→ Task details:
Report every line of the entries that contains the word "hillside".

(Given data)

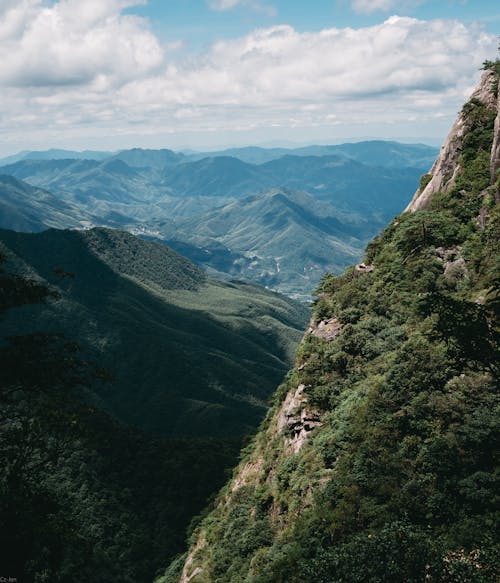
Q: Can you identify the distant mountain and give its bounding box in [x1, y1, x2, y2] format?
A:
[0, 141, 434, 297]
[0, 174, 93, 231]
[110, 147, 185, 170]
[164, 155, 274, 198]
[186, 140, 438, 167]
[163, 189, 365, 299]
[0, 148, 112, 165]
[0, 227, 309, 437]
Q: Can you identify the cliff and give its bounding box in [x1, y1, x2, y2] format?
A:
[406, 68, 499, 212]
[159, 63, 500, 583]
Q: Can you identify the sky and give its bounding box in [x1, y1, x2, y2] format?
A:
[0, 0, 499, 156]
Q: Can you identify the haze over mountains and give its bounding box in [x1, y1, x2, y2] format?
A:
[0, 140, 437, 298]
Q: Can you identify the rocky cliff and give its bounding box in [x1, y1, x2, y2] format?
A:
[406, 68, 499, 212]
[159, 63, 500, 583]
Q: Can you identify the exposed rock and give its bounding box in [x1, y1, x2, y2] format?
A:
[406, 70, 498, 212]
[308, 317, 342, 341]
[277, 384, 322, 453]
[178, 534, 206, 583]
[435, 247, 468, 280]
[477, 206, 490, 230]
[444, 257, 468, 281]
[435, 246, 458, 261]
[490, 76, 500, 182]
[231, 459, 264, 493]
[355, 262, 375, 273]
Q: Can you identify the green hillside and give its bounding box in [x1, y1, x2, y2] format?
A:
[0, 226, 309, 582]
[166, 66, 499, 583]
[0, 174, 93, 231]
[0, 227, 309, 437]
[163, 189, 365, 299]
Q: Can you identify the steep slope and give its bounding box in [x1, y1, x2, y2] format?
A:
[163, 189, 365, 299]
[0, 228, 309, 437]
[0, 175, 93, 231]
[167, 66, 499, 583]
[0, 255, 242, 583]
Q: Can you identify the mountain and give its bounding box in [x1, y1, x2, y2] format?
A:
[0, 148, 112, 165]
[163, 189, 365, 299]
[0, 174, 93, 231]
[0, 227, 309, 437]
[164, 155, 274, 198]
[166, 66, 500, 583]
[110, 147, 185, 170]
[0, 142, 433, 297]
[186, 141, 438, 167]
[0, 226, 309, 582]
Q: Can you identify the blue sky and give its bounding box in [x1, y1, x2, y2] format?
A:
[0, 0, 498, 155]
[130, 0, 500, 51]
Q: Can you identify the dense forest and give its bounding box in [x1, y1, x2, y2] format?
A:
[0, 230, 308, 582]
[167, 64, 499, 583]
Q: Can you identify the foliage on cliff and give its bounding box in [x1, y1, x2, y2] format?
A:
[167, 67, 499, 583]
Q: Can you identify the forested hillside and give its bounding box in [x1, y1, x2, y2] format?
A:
[0, 228, 308, 582]
[167, 65, 499, 583]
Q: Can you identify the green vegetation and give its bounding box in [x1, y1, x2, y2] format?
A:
[0, 228, 308, 437]
[0, 142, 433, 298]
[169, 69, 499, 583]
[0, 229, 309, 582]
[163, 189, 364, 300]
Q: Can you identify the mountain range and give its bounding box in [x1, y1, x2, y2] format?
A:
[0, 140, 437, 298]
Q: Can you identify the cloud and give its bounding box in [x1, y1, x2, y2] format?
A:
[0, 0, 162, 87]
[209, 0, 243, 9]
[208, 0, 276, 16]
[0, 5, 497, 152]
[351, 0, 425, 14]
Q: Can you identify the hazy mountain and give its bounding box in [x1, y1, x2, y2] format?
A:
[168, 66, 500, 583]
[0, 141, 434, 297]
[163, 189, 365, 299]
[186, 140, 438, 167]
[163, 155, 274, 198]
[0, 148, 112, 165]
[110, 147, 185, 170]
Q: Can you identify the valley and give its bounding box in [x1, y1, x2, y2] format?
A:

(End Given data)

→ Answer to the problem:
Q: Can you identify the green hillside and give its bounding box in [x1, y1, x2, y2] format?
Q: Can you identify the forested hillside and give its bounding box in [x1, y1, x2, y2] format?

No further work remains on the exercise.